Task to carry out
Rewrite the lines below as a numbered list, skipping any blank ones, and leave the pictures out of your answer.

Available data
====
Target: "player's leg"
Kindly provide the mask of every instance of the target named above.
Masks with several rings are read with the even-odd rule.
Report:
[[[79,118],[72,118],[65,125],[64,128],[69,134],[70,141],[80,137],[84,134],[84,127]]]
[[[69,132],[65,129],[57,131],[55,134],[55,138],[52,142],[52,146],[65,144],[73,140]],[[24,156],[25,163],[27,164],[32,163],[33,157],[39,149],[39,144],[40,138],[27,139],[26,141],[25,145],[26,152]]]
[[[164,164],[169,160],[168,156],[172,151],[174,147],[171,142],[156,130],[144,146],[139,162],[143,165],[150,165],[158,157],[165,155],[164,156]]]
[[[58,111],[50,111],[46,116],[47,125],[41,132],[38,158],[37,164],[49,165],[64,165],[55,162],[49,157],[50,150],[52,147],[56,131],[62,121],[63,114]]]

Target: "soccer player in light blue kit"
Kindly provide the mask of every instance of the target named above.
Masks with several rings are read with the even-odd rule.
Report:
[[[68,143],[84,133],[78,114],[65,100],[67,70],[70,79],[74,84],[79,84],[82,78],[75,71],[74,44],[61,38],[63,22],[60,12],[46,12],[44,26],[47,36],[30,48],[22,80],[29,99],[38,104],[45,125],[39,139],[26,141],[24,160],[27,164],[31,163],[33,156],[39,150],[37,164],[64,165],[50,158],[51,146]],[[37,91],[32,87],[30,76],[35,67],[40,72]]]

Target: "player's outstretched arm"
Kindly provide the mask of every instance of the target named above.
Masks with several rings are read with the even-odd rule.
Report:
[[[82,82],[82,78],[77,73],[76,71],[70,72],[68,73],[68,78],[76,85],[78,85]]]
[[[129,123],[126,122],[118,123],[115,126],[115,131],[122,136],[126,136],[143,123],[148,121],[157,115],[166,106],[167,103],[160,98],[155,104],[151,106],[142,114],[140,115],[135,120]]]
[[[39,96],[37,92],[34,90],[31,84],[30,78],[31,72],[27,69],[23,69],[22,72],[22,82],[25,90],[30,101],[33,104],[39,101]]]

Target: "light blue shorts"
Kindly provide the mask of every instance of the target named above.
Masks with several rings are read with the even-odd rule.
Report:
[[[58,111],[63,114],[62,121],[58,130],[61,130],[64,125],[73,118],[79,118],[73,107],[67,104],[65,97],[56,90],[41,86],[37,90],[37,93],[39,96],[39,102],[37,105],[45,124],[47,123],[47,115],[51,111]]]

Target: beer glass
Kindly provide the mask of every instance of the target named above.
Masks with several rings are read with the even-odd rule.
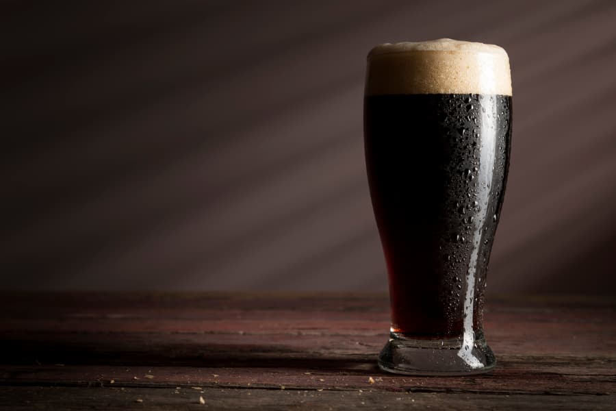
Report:
[[[511,95],[498,46],[441,39],[368,54],[366,168],[392,309],[385,371],[467,375],[496,364],[483,308]]]

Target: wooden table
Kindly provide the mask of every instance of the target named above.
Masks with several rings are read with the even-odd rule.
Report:
[[[615,299],[489,299],[497,369],[419,377],[376,366],[385,295],[0,297],[2,410],[616,410]]]

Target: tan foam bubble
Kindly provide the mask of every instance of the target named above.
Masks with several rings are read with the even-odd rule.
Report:
[[[366,95],[511,95],[504,49],[450,38],[376,46],[368,56],[366,79]]]

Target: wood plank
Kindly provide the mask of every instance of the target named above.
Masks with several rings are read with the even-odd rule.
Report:
[[[38,387],[51,403],[65,395],[52,390],[57,386],[153,390],[159,398],[153,393],[197,386],[266,397],[283,385],[313,393],[437,393],[454,402],[435,403],[452,409],[455,395],[515,395],[522,402],[511,403],[518,407],[532,396],[542,406],[554,396],[604,396],[607,402],[588,403],[597,409],[612,403],[614,299],[501,297],[488,303],[485,328],[497,369],[416,377],[376,366],[387,336],[384,295],[17,293],[0,303],[0,389],[33,394],[27,390]],[[274,409],[289,405],[279,399],[259,401]]]
[[[205,403],[199,403],[199,397]],[[181,388],[0,387],[0,410],[613,410],[612,396]],[[141,400],[141,402],[137,402]]]

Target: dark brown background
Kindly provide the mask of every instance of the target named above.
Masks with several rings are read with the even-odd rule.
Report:
[[[491,292],[616,293],[616,2],[5,1],[0,287],[385,289],[365,56],[499,44]]]

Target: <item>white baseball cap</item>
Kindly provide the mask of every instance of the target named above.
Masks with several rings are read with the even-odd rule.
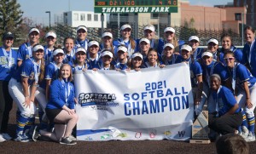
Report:
[[[40,34],[40,31],[38,28],[32,28],[31,30],[29,30],[28,35],[32,31],[37,31],[38,34]]]
[[[153,26],[153,25],[148,25],[148,26],[146,26],[145,27],[144,27],[144,31],[145,30],[150,30],[150,31],[155,31],[155,28],[154,28],[154,26]]]
[[[77,28],[77,32],[79,31],[79,30],[84,30],[85,31],[85,32],[87,32],[87,28],[86,28],[86,26],[78,26],[78,28]]]
[[[53,52],[53,55],[56,55],[56,54],[60,54],[60,53],[64,54],[63,49],[61,49],[61,48],[56,48],[56,49],[55,49],[54,52]]]
[[[113,54],[108,51],[108,50],[105,50],[102,54],[101,57],[104,57],[105,55],[108,55],[109,57],[113,58]]]
[[[148,44],[150,44],[150,41],[149,41],[148,38],[142,38],[142,39],[140,40],[140,43],[141,43],[142,42],[145,42],[145,43],[147,43]]]
[[[175,33],[175,30],[172,27],[166,27],[165,29],[164,32],[166,32],[166,31],[172,31],[172,32]]]
[[[42,45],[36,45],[32,48],[32,51],[33,52],[36,52],[39,49],[42,49],[43,51],[44,50],[44,47]]]
[[[110,37],[111,38],[113,38],[112,33],[111,33],[111,32],[108,32],[108,31],[103,32],[102,37],[103,38],[104,37]]]
[[[208,57],[212,57],[212,54],[208,52],[208,51],[206,51],[204,52],[202,54],[201,54],[201,58],[203,58],[205,55],[208,56]]]
[[[76,50],[76,53],[80,52],[80,51],[86,54],[86,50],[82,47],[78,48],[77,50]]]
[[[96,45],[97,47],[99,47],[99,43],[96,42],[96,41],[90,41],[89,43],[88,43],[88,46],[90,47],[92,45]]]
[[[164,45],[164,49],[165,49],[166,47],[170,47],[171,48],[174,48],[174,46],[173,46],[172,43],[166,43],[166,44]]]
[[[134,53],[134,54],[131,55],[131,59],[134,59],[135,57],[140,57],[142,60],[143,60],[143,54],[141,54],[140,53]]]
[[[189,41],[192,41],[192,40],[195,40],[195,41],[199,42],[199,37],[196,36],[191,36],[191,37],[189,37]]]
[[[208,42],[207,42],[207,45],[210,43],[214,43],[216,45],[218,45],[218,41],[215,38],[211,38]]]
[[[126,47],[124,47],[124,46],[119,46],[118,48],[118,52],[119,51],[124,51],[125,53],[126,53],[128,51],[127,48]]]
[[[48,37],[53,37],[55,38],[57,37],[56,34],[55,32],[53,32],[53,31],[47,32],[46,35],[45,35],[45,38],[47,38]]]
[[[126,28],[129,28],[129,29],[132,30],[131,26],[130,25],[128,25],[128,24],[123,25],[121,26],[120,30],[123,31],[123,30],[125,30]]]
[[[192,51],[192,48],[188,44],[183,44],[181,48],[181,50],[183,50],[183,49],[189,51],[189,52]]]

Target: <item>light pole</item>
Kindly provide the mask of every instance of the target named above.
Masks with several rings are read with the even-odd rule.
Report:
[[[50,11],[45,11],[46,14],[49,14],[49,29],[50,29]]]
[[[241,13],[241,45],[244,45],[243,40],[244,40],[244,34],[243,34],[243,24],[244,24],[244,15],[247,17],[247,5],[245,7],[245,10],[243,10],[243,13]]]

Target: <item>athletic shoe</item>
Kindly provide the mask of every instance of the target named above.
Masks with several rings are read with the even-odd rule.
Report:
====
Solution below
1. Target: "player's leg"
2. Kindly provide the mask of every instance of the target named above.
3. Masks with several rings are read with the even-odd rule.
4. Report:
5. [[[79,118],[72,118],[65,125],[64,128],[69,134],[70,141],[80,137],[84,134],[84,127]]]
6. [[[69,132],[65,129],[57,131],[55,134],[55,138],[52,142],[52,146],[65,144],[73,140]],[[24,156],[25,163],[27,164],[32,163],[33,157],[39,149],[39,144],[40,138],[27,139],[26,141],[25,145],[26,152]]]
7. [[[164,164],[169,160],[168,156],[172,151],[174,147],[171,142],[156,130],[144,146],[139,162],[143,165],[150,165],[158,157],[165,155],[164,156]]]
8. [[[58,111],[50,111],[46,116],[47,125],[41,132],[38,158],[37,164],[49,165],[64,165],[55,162],[49,157],[50,150],[52,147],[56,131],[62,121],[63,114]]]
9. Target: "soccer player in light blue kit"
10. Kindly provide the mask of every instance of the target named above.
11. Masks with several rings are read with the even-odd rule.
12. Report:
13. [[[68,143],[84,133],[78,114],[65,100],[67,70],[70,79],[74,84],[79,84],[82,78],[75,71],[74,44],[61,38],[63,22],[60,12],[46,12],[44,26],[47,36],[30,48],[22,80],[29,99],[38,104],[45,125],[39,139],[26,141],[24,160],[27,164],[31,163],[33,156],[39,150],[37,164],[64,165],[50,158],[51,146]],[[37,91],[32,87],[30,76],[35,67],[40,72]]]
14. Target: "player's outstretched arm"
15. Kindly provide the mask of every instance of the target named above.
16. Masks with several rings are read with the even-odd rule.
17. Report:
18. [[[82,82],[82,78],[77,73],[76,71],[70,72],[68,73],[68,78],[76,85],[78,85]]]
19. [[[129,123],[126,122],[118,123],[115,126],[115,131],[122,136],[126,136],[143,123],[148,121],[157,115],[166,106],[167,103],[160,98],[155,104],[151,106],[142,114],[140,115],[135,120]]]
20. [[[39,96],[37,92],[34,90],[31,84],[30,78],[31,72],[27,69],[23,69],[22,72],[22,82],[25,90],[30,101],[33,104],[39,101]]]
21. Target: "light blue shorts"
22. Kindly provide the mask of every instance of the target named above.
23. Masks with several rings are read with the even-odd rule.
24. Report:
25. [[[58,111],[63,114],[62,121],[58,130],[61,130],[64,125],[73,118],[79,118],[73,107],[67,104],[65,97],[56,90],[41,86],[37,90],[37,93],[39,96],[39,102],[37,105],[45,124],[47,123],[47,115],[51,111]]]
26. Target: beer glass
27. Kindly provide the mask of every instance of the target named above.
28. Masks with several rings are read with the even-odd rule.
29. Report:
30. [[[511,95],[498,46],[441,39],[368,54],[366,168],[392,309],[385,371],[467,375],[496,364],[483,308]]]
31. Target: wooden table
32. Kindly provide the mask of every instance of the target named above.
33. Masks with several rings are read with the even-odd rule.
34. Report:
35. [[[615,299],[489,299],[497,369],[419,377],[376,366],[385,295],[0,297],[2,410],[616,410]]]
36. Target: tan foam bubble
37. Kindly provide the mask of every instance of the target named above.
38. Masks with several rings are read with the even-odd rule.
39. Report:
40. [[[366,95],[511,95],[504,49],[450,38],[376,46],[368,56],[366,79]]]
41. Target: wood plank
42. Kindly provide the mask of every instance of the target named above.
43. Masks with several rings are read with the even-odd rule.
44. Report:
45. [[[38,387],[51,403],[65,395],[52,390],[57,386],[153,390],[159,398],[153,393],[197,386],[266,397],[283,385],[313,393],[437,393],[454,402],[435,403],[452,409],[455,395],[515,395],[522,402],[511,403],[518,407],[532,396],[542,406],[554,396],[604,396],[607,402],[588,403],[597,409],[612,403],[614,299],[501,297],[488,303],[485,328],[497,369],[416,377],[376,366],[387,336],[384,295],[17,293],[0,303],[0,389],[33,394],[27,390]],[[274,409],[289,405],[279,399],[259,401]]]
46. [[[205,403],[199,403],[199,397]],[[181,388],[0,387],[0,410],[613,410],[612,396]],[[141,400],[141,402],[137,402]]]
47. Target: dark brown background
48. Kindly provide the mask of every instance of the target named above.
49. Masks with several rings are read with the even-odd rule.
50. Report:
51. [[[491,292],[616,293],[616,2],[5,1],[0,287],[385,289],[365,56],[499,44]]]
52. Target: <item>white baseball cap</item>
53. Kindly provide the mask of every instance of the target named above.
54. Masks with several rings are read with the even-odd rule.
55. Report:
56. [[[40,34],[40,31],[38,28],[32,28],[31,30],[29,30],[28,35],[32,31],[37,31],[38,34]]]
57. [[[153,26],[153,25],[148,25],[148,26],[146,26],[145,27],[144,27],[144,31],[145,30],[150,30],[150,31],[155,31],[155,28],[154,28],[154,26]]]
58. [[[77,28],[77,32],[79,31],[79,30],[84,30],[85,31],[85,32],[87,32],[87,28],[86,28],[86,26],[78,26],[78,28]]]
59. [[[53,52],[53,55],[56,55],[56,54],[60,54],[60,53],[64,54],[63,49],[61,49],[61,48],[56,48],[56,49],[55,49],[54,52]]]
60. [[[113,54],[108,51],[108,50],[105,50],[102,54],[101,57],[104,57],[105,55],[108,55],[109,57],[113,58]]]
61. [[[148,44],[150,44],[150,41],[149,41],[148,38],[142,38],[142,39],[140,40],[140,43],[141,43],[142,42],[145,42],[145,43],[147,43]]]
62. [[[175,33],[175,30],[172,27],[166,27],[165,29],[164,32],[166,32],[166,31],[172,31],[172,32]]]
63. [[[42,45],[36,45],[32,48],[32,51],[33,52],[36,52],[39,49],[42,49],[43,51],[44,50],[44,47]]]
64. [[[110,37],[111,38],[113,38],[112,33],[111,33],[111,32],[108,32],[108,31],[103,32],[102,37],[103,38],[104,37]]]
65. [[[208,57],[212,57],[212,54],[208,52],[208,51],[206,51],[204,52],[202,54],[201,54],[201,58],[203,58],[205,55],[208,56]]]
66. [[[76,50],[76,53],[80,52],[80,51],[86,54],[86,50],[82,47],[78,48],[77,50]]]
67. [[[96,45],[97,47],[99,47],[99,43],[96,42],[96,41],[90,41],[89,43],[88,43],[88,46],[90,47],[92,45]]]
68. [[[164,45],[164,49],[165,49],[166,47],[170,47],[171,48],[174,48],[174,46],[173,46],[172,43],[166,43],[166,44]]]
69. [[[134,53],[134,54],[131,55],[131,59],[134,59],[135,57],[140,57],[142,60],[143,60],[143,54],[141,54],[140,53]]]
70. [[[189,41],[192,41],[192,40],[195,40],[195,41],[199,42],[199,37],[196,36],[191,36],[191,37],[189,37]]]
71. [[[208,42],[207,42],[207,45],[210,43],[214,43],[216,45],[218,45],[218,41],[215,38],[211,38]]]
72. [[[126,47],[124,47],[124,46],[119,46],[118,48],[118,52],[119,51],[124,51],[125,53],[126,53],[128,51],[127,48]]]
73. [[[48,37],[53,37],[55,38],[57,37],[56,34],[55,32],[53,32],[53,31],[47,32],[46,35],[45,35],[45,38],[47,38]]]
74. [[[126,28],[129,28],[129,29],[132,30],[131,26],[130,25],[128,25],[128,24],[123,25],[121,26],[120,30],[123,31],[123,30],[125,30]]]
75. [[[192,51],[192,48],[188,44],[183,44],[181,48],[181,50],[183,50],[183,49],[189,51],[189,52]]]
76. Target: <item>light pole</item>
77. Kindly provide the mask of every instance of the target named above.
78. Masks with several rings are read with the even-odd rule.
79. Report:
80. [[[50,11],[45,11],[46,14],[49,14],[49,29],[50,29]]]
81. [[[241,13],[241,45],[244,45],[243,40],[244,40],[244,34],[243,34],[243,24],[244,24],[244,15],[247,17],[247,5],[245,7],[245,10],[243,10],[243,13]]]
82. Target: <item>athletic shoe</item>
83. Kindly provide the mask of every instance of the target named above.
84. Masks with several rings are read with the even-odd rule.
85. Report:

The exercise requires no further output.